Figure 4BIANA networks created from user provided datasets. BIANA Cytoscape plugin has been used to generate the relation networks of three different user specific datasets (data is available at http://sbi.imim.es/web/BIANA.php). Represented entities are: Proteins (green nodes), genes (blue nodes), interactions and metabolic relations (blue edges) and cooperation (red edges). A) Metabolic network reconstruction where a relation is established and scored between each pair of possible chained enzymatic reactions. A chained reaction between enzyme A and enzyme B is possible when there is at least one chemical compound in the intersection, acting at the same time as product of enzyme A and substrate of enzyme B. The network has been filtered with score greater than 1.2 (score is based on the plausibility of observing chemical compounds in the intersection, according to their own frequency and the frequency of other products of enzyme A and other substrates of enzyme B that do not take part in chaining reactions). B) Protein-protein interaction network predicted from sequences/structure distant patterns as described in Espadaler et al. [22]. Only human proteins are shown and interactions coming from set I3 (see a detailed explanation in the original work). C) Network representation of cooperative transcription factors and their regulated genes described at Aguilar et al. [23]. Only transcription factors cooperating with others have been represented.
Recommended unification protocols.
| External Databases | Attributes (identifiers) |
|---|---|
| Uniprot, GeneBank, IPI, KeggGene, COG, String | ProteinSequence AND taxID |
| Uniprot, HGNC, HPRD, DIP, MPACT, Reactome, IPI, BioGrid, MINT, IntAct, String | UniprotAccession |
| Uniprot, String | UniprotEntry |
| Uniprot, HGNC, HPRD, DIP, String | GeneID |
| Uniprot, SCOP(promiscuous) | PDB |
List of external databases and the attributes (identifiers) proposed to be used in a unification protocol.
= = = = = = =
How to complete this task: Write out the BIANA text again from "Recommended unification protocols." up to and including "a unification protocol.", changing "taxID" to "TaxonomyID". The entries have no connection to the BIANA text.
= = = = = = =
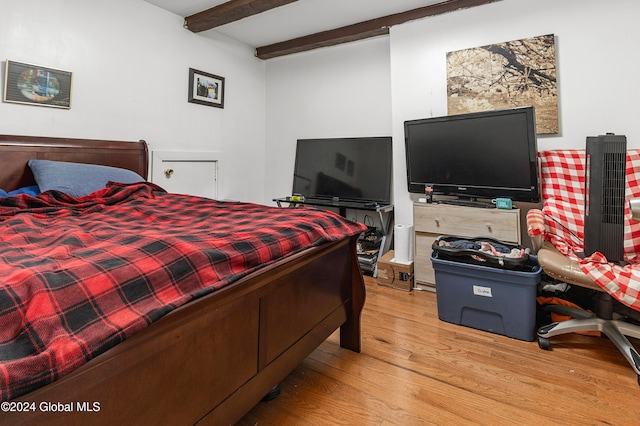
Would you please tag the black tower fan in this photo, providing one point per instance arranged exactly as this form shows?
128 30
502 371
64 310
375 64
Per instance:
604 196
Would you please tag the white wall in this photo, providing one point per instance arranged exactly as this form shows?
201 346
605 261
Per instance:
130 63
596 48
341 91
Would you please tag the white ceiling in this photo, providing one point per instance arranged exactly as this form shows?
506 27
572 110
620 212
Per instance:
295 19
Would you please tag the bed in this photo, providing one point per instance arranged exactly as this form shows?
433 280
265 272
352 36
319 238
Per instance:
211 359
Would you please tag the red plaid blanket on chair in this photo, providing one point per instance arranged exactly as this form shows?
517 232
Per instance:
563 174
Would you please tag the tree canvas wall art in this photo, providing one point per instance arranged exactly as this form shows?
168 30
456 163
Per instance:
506 75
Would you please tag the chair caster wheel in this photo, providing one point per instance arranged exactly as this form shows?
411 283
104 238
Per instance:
273 394
544 343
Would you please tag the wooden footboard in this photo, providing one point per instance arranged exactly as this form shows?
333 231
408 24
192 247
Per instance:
213 359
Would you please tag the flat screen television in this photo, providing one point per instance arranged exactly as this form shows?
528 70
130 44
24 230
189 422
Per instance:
489 154
344 169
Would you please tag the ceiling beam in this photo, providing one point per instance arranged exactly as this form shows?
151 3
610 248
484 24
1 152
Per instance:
230 11
362 30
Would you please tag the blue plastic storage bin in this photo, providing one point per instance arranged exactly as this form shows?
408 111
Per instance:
497 300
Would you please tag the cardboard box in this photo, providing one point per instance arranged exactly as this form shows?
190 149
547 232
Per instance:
497 300
395 274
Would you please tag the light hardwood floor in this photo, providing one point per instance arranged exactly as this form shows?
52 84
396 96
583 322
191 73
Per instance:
417 370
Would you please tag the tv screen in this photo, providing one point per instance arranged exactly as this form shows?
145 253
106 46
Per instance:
477 155
344 169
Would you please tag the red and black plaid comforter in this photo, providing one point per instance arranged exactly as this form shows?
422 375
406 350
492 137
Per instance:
78 276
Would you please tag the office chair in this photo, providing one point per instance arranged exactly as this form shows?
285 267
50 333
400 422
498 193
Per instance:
608 314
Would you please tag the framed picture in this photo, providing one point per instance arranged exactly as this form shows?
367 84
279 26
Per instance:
36 85
206 89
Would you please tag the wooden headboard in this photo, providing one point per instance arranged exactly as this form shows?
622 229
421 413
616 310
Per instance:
16 151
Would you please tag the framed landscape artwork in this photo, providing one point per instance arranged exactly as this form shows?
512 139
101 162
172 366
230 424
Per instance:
506 75
206 89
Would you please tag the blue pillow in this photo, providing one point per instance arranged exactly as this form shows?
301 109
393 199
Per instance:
77 179
32 190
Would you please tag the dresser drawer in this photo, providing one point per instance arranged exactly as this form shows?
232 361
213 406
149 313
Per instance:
442 219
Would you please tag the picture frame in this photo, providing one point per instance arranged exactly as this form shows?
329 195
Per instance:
206 89
36 85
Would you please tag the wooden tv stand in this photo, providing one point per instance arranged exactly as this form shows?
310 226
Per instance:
433 220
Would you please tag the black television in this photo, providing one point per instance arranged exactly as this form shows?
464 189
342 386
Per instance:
354 170
482 155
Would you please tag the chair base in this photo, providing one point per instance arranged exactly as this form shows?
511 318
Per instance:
615 330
= = = = = = =
Solution for this task:
Recommended unification protocols.
| External Databases | Attributes (identifiers) |
|---|---|
| Uniprot, GeneBank, IPI, KeggGene, COG, String | ProteinSequence AND TaxonomyID |
| Uniprot, HGNC, HPRD, DIP, MPACT, Reactome, IPI, BioGrid, MINT, IntAct, String | UniprotAccession |
| Uniprot, String | UniprotEntry |
| Uniprot, HGNC, HPRD, DIP, String | GeneID |
| Uniprot, SCOP(promiscuous) | PDB |
List of external databases and the attributes (identifiers) proposed to be used in a unification protocol.